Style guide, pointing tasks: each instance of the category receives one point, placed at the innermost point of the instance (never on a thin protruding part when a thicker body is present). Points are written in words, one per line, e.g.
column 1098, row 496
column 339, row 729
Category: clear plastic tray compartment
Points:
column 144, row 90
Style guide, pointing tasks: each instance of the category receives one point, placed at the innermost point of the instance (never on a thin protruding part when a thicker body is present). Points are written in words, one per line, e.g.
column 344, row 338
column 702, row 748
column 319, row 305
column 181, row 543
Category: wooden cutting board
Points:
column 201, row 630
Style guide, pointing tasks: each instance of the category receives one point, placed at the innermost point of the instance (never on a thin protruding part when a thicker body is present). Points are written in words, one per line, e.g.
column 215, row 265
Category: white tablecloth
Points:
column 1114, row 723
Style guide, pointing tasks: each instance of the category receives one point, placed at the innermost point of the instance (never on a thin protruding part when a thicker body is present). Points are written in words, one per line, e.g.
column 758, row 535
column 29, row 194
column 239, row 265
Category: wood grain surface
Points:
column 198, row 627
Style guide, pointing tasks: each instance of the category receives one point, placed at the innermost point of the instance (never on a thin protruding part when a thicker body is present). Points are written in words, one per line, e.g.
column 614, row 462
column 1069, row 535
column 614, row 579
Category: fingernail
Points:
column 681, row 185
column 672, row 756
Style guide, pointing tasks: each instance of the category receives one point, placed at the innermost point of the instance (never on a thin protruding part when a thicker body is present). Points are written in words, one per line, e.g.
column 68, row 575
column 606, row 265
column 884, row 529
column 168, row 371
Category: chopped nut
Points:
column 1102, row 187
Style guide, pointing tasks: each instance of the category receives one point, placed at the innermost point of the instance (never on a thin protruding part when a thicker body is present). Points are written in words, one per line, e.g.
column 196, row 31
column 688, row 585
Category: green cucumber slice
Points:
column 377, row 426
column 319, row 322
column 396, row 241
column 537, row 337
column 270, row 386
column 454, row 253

========

* Aim
Copy all of the records above word for word, changing nothing.

* Exercise answer
Style guide, pointing tasks: each instance of the category receives one point, placed at the innermost point of the instance (never on a thin protruding part when a thicker body is present). Points are written in words, one per line, e.g.
column 1098, row 496
column 339, row 729
Category: clear plastic tray compartment
Points:
column 144, row 90
Style guide, pointing tasks: each instance of the category receives one point, placed at the innermost point of the instance (never on a thin protruding part when a thicker body is present). Points are written in words, one per line, e.g.
column 344, row 338
column 702, row 748
column 319, row 305
column 181, row 543
Category: wooden cutting board
Points:
column 201, row 630
Style guide, pointing tasks: each instance of the category receives one point, placed at the innermost point of the instance (never on a thin protruding part when a thicker body is present). Points are written in words, one per line, e.g.
column 215, row 265
Category: white tablecloth
Points:
column 1114, row 723
Style guide, pointing tasks: each instance of the category receives one point, placed at the innermost point of the instance (never on a thin protruding part when a thicker body is present). Points are written in words, one per line, e.g.
column 758, row 535
column 29, row 194
column 239, row 265
Category: wood grain surface
Points:
column 198, row 627
Style guide, pointing tasks: each instance of the category receives one point, placed at the innermost point of the instance (never on a thin protruding part when a thicker body is present). Points are written in words, one per line, e.g.
column 614, row 462
column 1069, row 535
column 614, row 579
Category: fingernail
Points:
column 681, row 185
column 672, row 756
Style guide, pointing tasks: each instance of the category receives one point, placed at the innermost point of the instance (never on a thin protruding part when a thicker body is present). Points are written in words, one per line, e.g.
column 68, row 575
column 606, row 265
column 884, row 529
column 168, row 371
Category: chopped nut
Points:
column 1102, row 187
Style guide, pointing tasks: each instance of the category receives one point, placed at the innermost point of the instance (never on a thin protruding part when a thicker body is present). Points are written in words, one per line, e.g.
column 196, row 31
column 688, row 585
Category: green cucumber slice
Points:
column 377, row 426
column 319, row 322
column 396, row 241
column 537, row 337
column 270, row 386
column 454, row 253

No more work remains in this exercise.